== What the exercise asks ==
Collect every line in the material below that contains the string "jacket", matching case exactly.

== Records shown ==
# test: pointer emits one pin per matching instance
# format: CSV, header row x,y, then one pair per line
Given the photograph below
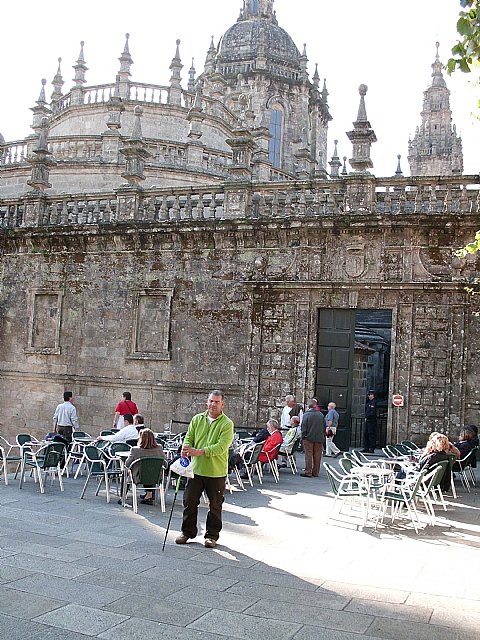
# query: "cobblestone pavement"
x,y
73,569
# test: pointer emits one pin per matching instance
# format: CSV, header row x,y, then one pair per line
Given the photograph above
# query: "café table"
x,y
373,478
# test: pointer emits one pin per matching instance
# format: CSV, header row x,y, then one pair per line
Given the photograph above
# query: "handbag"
x,y
182,467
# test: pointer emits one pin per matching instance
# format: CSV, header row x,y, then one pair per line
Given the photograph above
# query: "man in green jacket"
x,y
208,439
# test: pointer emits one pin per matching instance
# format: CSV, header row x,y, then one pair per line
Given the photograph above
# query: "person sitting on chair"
x,y
465,444
437,450
147,447
128,432
271,443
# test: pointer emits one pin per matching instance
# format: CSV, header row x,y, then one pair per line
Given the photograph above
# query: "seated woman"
x,y
271,443
451,447
437,450
147,448
466,442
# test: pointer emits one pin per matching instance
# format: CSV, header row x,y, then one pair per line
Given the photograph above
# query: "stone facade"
x,y
168,259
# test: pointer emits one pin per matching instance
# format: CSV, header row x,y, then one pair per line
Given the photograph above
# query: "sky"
x,y
389,45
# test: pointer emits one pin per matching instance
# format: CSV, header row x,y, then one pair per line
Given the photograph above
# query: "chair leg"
x,y
85,486
59,474
22,473
40,480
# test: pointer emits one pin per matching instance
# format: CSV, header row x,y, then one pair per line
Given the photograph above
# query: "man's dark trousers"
x,y
214,488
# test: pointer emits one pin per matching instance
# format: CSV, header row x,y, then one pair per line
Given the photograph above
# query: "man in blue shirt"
x,y
331,424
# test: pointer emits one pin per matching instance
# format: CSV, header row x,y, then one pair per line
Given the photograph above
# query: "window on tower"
x,y
275,142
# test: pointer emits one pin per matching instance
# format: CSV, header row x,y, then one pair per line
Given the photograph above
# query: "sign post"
x,y
398,400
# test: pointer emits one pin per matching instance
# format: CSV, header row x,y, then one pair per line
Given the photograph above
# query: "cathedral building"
x,y
172,239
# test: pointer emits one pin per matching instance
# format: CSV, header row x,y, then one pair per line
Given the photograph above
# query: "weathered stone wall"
x,y
170,311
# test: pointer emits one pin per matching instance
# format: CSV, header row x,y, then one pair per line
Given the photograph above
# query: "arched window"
x,y
275,142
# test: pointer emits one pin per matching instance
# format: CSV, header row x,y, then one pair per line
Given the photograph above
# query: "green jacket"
x,y
215,439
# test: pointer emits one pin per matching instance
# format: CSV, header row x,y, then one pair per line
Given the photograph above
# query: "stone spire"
x,y
57,83
335,163
41,160
40,110
80,71
362,137
191,77
258,10
175,91
436,149
124,73
304,62
210,59
399,171
135,153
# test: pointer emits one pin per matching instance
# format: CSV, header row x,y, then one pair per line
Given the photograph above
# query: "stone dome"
x,y
247,40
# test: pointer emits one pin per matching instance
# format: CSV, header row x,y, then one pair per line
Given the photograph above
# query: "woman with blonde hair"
x,y
438,450
147,447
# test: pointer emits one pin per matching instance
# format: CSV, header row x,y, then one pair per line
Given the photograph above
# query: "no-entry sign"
x,y
398,400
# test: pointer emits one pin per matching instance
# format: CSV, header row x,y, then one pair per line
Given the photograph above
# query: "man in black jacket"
x,y
313,431
370,430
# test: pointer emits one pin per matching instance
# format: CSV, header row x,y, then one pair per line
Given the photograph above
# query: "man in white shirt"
x,y
65,419
126,433
290,410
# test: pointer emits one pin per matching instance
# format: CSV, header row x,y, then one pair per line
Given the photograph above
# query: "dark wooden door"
x,y
334,371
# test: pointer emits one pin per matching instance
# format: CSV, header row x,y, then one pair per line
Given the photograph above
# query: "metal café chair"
x,y
47,459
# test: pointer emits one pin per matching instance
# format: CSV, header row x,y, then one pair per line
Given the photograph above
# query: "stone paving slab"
x,y
221,599
81,619
25,605
49,566
280,571
159,610
67,590
247,627
141,629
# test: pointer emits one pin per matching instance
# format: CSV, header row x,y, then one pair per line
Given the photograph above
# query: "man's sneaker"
x,y
210,543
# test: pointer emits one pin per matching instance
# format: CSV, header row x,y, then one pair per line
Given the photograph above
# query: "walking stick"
x,y
177,486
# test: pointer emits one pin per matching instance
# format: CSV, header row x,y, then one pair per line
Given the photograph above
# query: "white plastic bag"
x,y
182,467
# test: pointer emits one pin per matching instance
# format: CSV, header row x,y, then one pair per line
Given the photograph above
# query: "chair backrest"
x,y
359,457
333,477
115,447
403,449
148,471
80,434
95,458
22,438
53,454
251,456
441,468
393,452
411,445
464,462
346,464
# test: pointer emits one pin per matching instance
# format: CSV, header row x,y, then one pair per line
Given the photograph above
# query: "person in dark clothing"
x,y
261,436
465,444
437,450
313,432
370,429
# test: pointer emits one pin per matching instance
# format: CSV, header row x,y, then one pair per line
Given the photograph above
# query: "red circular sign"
x,y
397,400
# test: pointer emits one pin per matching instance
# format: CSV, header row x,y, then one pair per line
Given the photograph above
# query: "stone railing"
x,y
147,94
13,152
163,153
340,198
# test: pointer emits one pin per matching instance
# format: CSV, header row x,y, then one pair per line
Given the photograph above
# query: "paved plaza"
x,y
74,569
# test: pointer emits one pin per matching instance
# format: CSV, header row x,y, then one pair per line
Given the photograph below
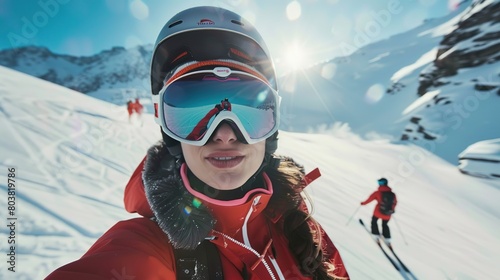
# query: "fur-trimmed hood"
x,y
156,190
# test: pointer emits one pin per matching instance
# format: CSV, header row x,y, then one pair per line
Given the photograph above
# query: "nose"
x,y
224,134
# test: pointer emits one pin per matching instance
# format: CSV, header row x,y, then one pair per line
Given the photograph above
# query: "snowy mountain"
x,y
72,156
436,86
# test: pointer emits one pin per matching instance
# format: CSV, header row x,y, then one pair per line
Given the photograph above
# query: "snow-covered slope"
x,y
73,155
116,75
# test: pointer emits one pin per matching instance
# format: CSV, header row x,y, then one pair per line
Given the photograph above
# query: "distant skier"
x,y
386,205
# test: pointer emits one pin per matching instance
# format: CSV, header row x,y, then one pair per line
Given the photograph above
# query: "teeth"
x,y
224,158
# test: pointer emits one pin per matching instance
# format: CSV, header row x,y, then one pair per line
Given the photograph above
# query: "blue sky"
x,y
317,29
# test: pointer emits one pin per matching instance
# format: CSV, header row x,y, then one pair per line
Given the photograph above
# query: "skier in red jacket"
x,y
386,205
224,187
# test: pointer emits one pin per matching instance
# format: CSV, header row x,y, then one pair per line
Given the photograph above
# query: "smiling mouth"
x,y
225,162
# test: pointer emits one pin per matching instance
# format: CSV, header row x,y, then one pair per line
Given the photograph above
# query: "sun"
x,y
295,57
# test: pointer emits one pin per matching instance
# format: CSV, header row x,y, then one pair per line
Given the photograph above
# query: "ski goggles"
x,y
190,106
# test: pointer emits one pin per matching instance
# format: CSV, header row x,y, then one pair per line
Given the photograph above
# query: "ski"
x,y
393,262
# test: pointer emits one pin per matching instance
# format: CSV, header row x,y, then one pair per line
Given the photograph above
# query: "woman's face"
x,y
224,163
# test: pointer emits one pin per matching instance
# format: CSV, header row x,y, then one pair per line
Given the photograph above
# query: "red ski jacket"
x,y
248,233
377,195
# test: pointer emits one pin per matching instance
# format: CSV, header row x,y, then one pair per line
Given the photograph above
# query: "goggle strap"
x,y
232,64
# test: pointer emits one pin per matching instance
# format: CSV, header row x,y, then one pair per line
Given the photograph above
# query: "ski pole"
x,y
357,209
400,231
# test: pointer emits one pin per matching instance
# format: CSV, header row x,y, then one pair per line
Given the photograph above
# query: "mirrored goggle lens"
x,y
192,103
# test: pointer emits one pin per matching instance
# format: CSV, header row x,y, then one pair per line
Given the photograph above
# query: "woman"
x,y
214,181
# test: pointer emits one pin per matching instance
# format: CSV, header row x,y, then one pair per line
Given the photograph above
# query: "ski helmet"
x,y
208,33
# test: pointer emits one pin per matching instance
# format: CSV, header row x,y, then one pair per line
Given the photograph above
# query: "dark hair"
x,y
300,229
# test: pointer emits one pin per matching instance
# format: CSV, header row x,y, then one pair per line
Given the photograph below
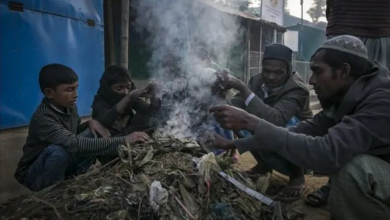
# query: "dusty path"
x,y
246,161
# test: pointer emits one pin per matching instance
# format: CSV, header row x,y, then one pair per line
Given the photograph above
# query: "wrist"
x,y
230,145
251,122
245,92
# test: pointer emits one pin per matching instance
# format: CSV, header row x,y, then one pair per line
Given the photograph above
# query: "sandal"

== Response below ==
# query: "man in green jacket"
# query: "green jacket"
# query: "man in black jacket"
# query: "skier in red jacket"
# query: "red ski jacket"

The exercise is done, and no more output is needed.